Data to process:
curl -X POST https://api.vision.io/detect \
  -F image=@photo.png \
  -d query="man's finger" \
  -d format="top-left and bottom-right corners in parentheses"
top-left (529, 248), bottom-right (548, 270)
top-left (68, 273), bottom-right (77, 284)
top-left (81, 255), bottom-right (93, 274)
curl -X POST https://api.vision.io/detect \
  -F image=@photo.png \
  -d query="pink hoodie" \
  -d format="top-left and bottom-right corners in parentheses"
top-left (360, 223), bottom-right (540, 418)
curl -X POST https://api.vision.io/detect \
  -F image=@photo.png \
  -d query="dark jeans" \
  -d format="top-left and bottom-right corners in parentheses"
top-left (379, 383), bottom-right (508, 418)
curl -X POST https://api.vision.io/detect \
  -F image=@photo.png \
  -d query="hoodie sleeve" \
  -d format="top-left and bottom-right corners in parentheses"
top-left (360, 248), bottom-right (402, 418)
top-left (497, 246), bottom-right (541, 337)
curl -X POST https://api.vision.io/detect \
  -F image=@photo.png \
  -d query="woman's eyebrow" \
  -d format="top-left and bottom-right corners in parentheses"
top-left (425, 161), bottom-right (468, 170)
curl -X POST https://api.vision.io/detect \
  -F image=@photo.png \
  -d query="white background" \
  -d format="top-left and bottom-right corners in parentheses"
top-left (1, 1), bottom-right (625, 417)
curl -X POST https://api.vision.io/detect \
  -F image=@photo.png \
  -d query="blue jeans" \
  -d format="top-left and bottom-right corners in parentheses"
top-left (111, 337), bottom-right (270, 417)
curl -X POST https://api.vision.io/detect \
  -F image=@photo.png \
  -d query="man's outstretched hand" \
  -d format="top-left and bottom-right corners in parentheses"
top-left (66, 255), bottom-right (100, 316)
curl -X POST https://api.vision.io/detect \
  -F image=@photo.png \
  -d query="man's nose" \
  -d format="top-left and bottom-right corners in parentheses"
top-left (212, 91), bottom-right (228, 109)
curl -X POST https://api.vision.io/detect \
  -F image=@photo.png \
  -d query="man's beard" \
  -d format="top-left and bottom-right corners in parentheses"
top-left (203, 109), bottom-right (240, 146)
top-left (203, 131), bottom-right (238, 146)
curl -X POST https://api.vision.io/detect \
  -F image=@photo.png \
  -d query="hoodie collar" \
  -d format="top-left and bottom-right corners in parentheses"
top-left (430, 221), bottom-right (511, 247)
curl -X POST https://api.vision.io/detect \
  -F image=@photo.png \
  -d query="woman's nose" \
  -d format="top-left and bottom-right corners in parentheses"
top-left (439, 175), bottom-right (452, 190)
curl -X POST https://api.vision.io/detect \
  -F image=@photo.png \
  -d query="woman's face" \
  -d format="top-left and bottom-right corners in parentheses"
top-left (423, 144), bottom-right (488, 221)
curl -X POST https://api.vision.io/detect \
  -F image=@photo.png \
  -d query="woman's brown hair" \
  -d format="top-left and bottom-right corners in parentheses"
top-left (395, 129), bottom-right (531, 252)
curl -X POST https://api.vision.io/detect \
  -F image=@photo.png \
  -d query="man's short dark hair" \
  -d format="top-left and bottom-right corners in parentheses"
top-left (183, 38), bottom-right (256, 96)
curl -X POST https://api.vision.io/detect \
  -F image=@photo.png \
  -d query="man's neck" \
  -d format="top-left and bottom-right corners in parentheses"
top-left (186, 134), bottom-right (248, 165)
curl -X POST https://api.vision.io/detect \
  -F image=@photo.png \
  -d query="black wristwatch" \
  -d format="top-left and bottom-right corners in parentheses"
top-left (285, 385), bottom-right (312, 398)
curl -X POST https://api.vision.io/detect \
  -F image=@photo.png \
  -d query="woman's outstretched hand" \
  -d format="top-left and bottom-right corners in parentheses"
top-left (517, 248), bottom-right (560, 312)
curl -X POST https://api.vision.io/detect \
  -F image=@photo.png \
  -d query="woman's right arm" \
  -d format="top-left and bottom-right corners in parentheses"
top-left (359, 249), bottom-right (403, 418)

Task statement:
Among the lines of the material, some contain the string "dark". State how many, and nothing more.

Solution to this exercise:
2